(Location identification entries)
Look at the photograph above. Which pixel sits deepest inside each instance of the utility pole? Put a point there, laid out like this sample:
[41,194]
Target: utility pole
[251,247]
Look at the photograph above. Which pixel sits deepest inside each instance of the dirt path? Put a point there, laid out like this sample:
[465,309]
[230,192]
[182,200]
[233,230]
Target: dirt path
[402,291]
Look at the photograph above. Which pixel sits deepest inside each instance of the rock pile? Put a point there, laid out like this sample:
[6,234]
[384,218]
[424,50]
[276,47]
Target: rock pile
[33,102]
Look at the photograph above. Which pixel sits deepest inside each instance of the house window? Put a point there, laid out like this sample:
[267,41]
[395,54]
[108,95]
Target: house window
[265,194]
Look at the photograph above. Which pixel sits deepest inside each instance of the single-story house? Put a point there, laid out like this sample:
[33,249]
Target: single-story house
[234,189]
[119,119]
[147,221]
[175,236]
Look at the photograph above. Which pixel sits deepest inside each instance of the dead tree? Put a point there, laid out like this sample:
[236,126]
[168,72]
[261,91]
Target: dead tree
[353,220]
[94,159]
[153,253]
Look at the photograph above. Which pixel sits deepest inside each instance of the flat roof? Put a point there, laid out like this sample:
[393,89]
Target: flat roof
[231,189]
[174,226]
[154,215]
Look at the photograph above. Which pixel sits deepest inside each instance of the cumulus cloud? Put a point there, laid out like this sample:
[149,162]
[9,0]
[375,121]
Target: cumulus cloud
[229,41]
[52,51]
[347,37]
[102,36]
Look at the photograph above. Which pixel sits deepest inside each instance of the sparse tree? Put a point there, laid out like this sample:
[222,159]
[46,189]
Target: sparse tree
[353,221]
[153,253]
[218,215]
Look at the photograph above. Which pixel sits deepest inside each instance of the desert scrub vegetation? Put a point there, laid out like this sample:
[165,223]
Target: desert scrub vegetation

● Set exercise
Reproduce word for word every line from the one containing "of the sparse" up to and including the last line of the rows.

● Finished task
Look at the photograph above. Which pixel sits deepest inside each instance of the sparse tree? Put a point there, laid out like this sample:
[222,159]
[46,189]
Target: sparse tree
[353,221]
[153,253]
[218,215]
Look at the photograph above. Which pixel sits deepest inside each instance of the desert scrub vegetation? Put a point there, laid out like this sample:
[165,223]
Target: desert scrub vegetation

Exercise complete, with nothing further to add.